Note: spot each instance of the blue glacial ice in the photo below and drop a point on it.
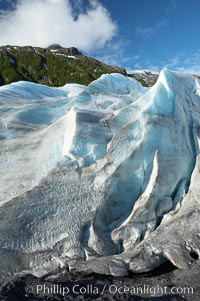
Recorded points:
(99, 177)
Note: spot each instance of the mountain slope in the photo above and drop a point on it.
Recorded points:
(54, 66)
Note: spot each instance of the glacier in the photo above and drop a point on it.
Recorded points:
(101, 178)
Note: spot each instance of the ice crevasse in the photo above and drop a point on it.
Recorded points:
(103, 178)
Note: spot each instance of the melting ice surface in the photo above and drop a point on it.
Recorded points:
(103, 178)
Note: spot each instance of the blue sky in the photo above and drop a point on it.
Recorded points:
(135, 34)
(153, 34)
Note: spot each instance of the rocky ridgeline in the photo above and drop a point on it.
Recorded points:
(53, 66)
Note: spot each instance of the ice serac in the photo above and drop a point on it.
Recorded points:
(99, 177)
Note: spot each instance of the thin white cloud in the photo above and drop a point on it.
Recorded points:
(147, 32)
(44, 22)
(172, 5)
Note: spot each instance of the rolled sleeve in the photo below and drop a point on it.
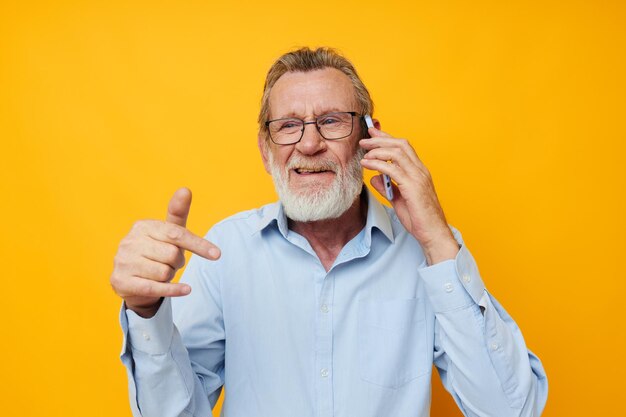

**TASK OBJECTIVE:** Update the records above by replacing "drop a point" with "place a marker" throughout, and keep every other part unchanged. Leave the pictures out of your answer.

**WRITTEN RESPONSE:**
Note: spot each instance of the blue glacial ice in the photo below and place a marker on it.
Recorded points:
(99, 177)
Note: spot each instance of the mountain slope in the photo above and place a marker on it.
Recorded points:
(54, 66)
Note: spot each instance of the glacier in the photo above and place a marker on it.
Recorded points:
(101, 178)
Note: spot each instance of the ice crevasse in the photo above and place a marker on it.
Recorded points:
(103, 178)
Note: spot each instance of the melting ice surface in the photo above and place a marker on it.
Recorded points:
(103, 178)
Note: spot each instance of the blue sky in the photo above and place a marker on it.
Recorded points:
(135, 34)
(153, 34)
Note: spot each instance of the rocky ridgeline in the photo above and place a marker on it.
Recorded points:
(53, 66)
Note: spot each instance of the ice serac in the photo above and place a marker on it.
Recorded points:
(99, 177)
Note: spot each instance of the thin white cloud in the photo above and place a marker on it.
Recorded points:
(147, 32)
(44, 22)
(172, 5)
Note: spot each instance of the rolled sleeve in the photo below and place a marker on it.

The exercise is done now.